**Consegna A**
Riassumi in due frasi il testo sulle differenze tra Parmigiano Reggiano e Grana Padano.
**Consegna B**
Secondo il testo sulle differenze tra Parmigiano Reggiano e Grana Padano, quante lavorazioni al giorno sono concesse per il Parmigiano Reggiano?
**Consegna C**
Porta avanti il testo sulle differenze tra Parmigiano Reggiano e Grana Padano, ripartendo dopo la sua ultima frase.

**Estratto pagina**
----

Differenze tra Parmigiano Reggiano e Grana Padano
Differenze tra i due formaggi:
- Il Grana Padano è prodotto in una zona più ampia, che comprende Lombardia, Piemonte, Trentino Alto Adige, Emilia Romagna e Veneto.
- Il Parmigiano Reggiano è prodotto per lo più in Emilia Romagna, nelle province di Parma, Reggio Emilia, Bologna, Modena e una parte anche nella provincia lombarda di Mantova.
- L’alimentazione delle bovine per il Parmigiano Reggiano deve essere esclusivamente fatta di erba cresciuta nella zona di produzione del formaggio, mentre per il Grana Padano le bovine possono essere alimentate anche con gli insilati.
- Il Grana Padano può essere prodotto con due lavorazioni al giorno, mentre per il Parmigiano Reggiano è concessa una sola lavorazione al giorno.

----

**Dati disponibili**
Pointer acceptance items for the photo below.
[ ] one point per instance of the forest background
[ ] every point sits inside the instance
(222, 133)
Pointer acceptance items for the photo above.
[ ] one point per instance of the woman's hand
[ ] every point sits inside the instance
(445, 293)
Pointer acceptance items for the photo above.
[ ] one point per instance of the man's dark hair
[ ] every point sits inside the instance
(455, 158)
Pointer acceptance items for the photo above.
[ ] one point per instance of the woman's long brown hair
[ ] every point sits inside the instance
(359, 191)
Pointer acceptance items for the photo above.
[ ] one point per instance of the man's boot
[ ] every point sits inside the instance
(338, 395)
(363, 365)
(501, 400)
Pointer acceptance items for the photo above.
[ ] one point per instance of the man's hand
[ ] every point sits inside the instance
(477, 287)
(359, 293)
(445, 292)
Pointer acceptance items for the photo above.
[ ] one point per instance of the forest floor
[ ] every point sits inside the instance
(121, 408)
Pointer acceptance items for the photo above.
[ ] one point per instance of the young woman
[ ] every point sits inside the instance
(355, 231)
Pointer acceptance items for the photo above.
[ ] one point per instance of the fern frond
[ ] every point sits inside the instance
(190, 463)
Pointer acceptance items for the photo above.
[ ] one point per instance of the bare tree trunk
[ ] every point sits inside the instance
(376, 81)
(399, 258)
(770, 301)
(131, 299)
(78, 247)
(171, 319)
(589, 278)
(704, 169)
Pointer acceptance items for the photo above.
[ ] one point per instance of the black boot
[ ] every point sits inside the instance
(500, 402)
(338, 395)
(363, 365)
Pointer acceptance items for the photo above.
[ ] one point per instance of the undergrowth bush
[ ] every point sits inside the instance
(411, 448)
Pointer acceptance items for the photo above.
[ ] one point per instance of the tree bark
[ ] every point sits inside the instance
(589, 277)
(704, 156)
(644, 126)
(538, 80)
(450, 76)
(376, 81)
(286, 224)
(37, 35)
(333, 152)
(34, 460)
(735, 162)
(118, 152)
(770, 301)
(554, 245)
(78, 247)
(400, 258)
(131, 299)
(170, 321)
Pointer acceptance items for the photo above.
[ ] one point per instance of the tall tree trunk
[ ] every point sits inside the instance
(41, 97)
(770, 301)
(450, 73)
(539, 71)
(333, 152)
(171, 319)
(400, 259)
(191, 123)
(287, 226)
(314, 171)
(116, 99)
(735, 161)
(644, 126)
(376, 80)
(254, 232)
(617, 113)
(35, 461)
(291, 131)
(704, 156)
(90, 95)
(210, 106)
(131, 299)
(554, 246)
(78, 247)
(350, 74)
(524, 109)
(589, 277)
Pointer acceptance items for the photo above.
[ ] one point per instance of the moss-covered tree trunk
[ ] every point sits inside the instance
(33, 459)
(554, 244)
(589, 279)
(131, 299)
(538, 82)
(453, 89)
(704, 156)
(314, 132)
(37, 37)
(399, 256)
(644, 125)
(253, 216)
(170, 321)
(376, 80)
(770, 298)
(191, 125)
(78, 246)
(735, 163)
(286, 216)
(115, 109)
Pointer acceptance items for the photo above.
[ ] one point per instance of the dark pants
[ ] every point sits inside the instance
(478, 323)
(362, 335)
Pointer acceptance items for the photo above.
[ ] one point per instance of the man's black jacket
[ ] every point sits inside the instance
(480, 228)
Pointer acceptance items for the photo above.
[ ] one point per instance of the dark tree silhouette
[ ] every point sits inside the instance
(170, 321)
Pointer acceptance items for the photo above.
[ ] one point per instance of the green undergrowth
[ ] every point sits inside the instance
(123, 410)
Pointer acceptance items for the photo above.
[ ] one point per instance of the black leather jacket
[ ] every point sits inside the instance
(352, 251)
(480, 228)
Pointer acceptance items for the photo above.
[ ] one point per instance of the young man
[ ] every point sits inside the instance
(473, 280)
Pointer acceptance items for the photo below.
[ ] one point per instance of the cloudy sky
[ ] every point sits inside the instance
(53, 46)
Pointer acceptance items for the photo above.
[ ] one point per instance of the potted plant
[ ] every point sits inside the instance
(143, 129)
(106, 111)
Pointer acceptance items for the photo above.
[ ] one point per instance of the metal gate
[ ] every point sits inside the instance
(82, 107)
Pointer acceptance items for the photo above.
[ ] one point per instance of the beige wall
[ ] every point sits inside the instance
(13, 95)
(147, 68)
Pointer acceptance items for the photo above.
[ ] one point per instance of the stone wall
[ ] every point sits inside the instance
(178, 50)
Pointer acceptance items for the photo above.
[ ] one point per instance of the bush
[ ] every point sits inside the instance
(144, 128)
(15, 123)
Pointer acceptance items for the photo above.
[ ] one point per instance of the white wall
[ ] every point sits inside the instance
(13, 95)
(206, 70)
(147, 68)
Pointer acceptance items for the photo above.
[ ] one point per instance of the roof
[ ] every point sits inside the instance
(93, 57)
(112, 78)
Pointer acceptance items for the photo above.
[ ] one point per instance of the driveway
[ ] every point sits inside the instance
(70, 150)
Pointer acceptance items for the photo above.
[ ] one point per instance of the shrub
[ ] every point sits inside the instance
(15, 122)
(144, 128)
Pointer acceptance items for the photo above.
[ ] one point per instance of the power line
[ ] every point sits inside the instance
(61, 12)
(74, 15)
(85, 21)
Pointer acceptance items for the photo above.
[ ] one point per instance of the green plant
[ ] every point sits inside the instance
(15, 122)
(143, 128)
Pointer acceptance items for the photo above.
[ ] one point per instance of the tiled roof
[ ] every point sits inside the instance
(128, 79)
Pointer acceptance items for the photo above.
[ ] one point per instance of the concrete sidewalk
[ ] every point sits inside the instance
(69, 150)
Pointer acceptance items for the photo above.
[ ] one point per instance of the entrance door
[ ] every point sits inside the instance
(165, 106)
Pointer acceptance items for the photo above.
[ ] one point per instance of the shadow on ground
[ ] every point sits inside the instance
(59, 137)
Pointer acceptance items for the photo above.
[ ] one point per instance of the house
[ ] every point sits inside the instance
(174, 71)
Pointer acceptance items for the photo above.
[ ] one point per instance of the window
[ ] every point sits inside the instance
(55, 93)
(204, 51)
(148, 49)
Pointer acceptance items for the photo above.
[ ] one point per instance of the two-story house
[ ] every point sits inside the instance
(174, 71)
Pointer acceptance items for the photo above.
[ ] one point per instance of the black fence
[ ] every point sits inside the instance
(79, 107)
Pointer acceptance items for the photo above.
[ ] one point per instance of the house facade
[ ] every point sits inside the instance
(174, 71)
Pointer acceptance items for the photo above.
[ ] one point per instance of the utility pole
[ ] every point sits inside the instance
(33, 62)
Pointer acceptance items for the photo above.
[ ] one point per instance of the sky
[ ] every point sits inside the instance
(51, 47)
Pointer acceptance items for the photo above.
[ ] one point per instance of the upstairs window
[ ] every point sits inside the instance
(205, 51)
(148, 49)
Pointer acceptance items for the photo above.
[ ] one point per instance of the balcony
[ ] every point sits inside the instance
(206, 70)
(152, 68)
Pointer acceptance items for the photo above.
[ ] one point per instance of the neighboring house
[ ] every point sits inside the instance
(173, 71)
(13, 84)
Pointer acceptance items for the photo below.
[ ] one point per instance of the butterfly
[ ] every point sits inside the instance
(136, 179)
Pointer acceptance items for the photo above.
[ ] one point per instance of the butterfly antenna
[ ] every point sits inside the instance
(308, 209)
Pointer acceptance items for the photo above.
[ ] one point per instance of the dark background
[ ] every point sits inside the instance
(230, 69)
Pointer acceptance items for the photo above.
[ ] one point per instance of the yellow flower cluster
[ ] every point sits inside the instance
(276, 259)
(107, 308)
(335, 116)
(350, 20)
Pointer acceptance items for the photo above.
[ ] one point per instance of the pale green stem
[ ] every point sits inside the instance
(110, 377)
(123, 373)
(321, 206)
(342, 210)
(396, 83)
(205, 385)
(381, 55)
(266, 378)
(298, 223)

----

**Spazio risposta A**
Il Grana Padano si produce in una zona più ampia, che comprende Lombardia, Piemonte, Trentino Alto Adige, Emilia Romagna e Veneto. Il Parmigiano Reggiano si produce invece per lo più in Emilia Romagna e in parte nella provincia di Mantova, con bovine nutrite solo con erba della zona e una sola lavorazione al giorno, mentre per il Grana Padano sono ammessi anche gli insilati e due lavorazioni al giorno.

**Spazio risposta B**
Una sola lavorazione al giorno.

**Spazio risposta C**
- Il disciplinare di produzione del Consorzio del Parmigiano Reggiano vieta l’uso di qualunque conservante; per il Grana Padano è ammesso unicamente l’impiego del lisozima che è una proteina naturale dell’uovo.
- Il Grana Padano è meno grasso del Parmigiano, arriva quindi a stagionatura prima. Infatti il Grana Padano diventa tale con 9 mesi di stagionatura; mentre il Reggiano deve avere almeno 12 mesi di stagionatura.
- Il caglio impiegato per produrre il Grana Padano DOP può essere solo ed esclusivamente di origine animale, ed in particolare caglio di vitello, come testualmente riportato nel disciplinare di produzione.
L’insilato è il prodotto di una tecnica di conservazione del foraggio (l’insilamento) che si realizza per acidificazione della massa vegetale a opera di microrganismi anaerobi allo scopo d’impedire a microrganismi alteranti e potenzialmente tossici di proliferare all’interno della massa vegetale provocandone il consumo (perdita di valore nutritivo) e lo sviluppo di sostanze insalubri.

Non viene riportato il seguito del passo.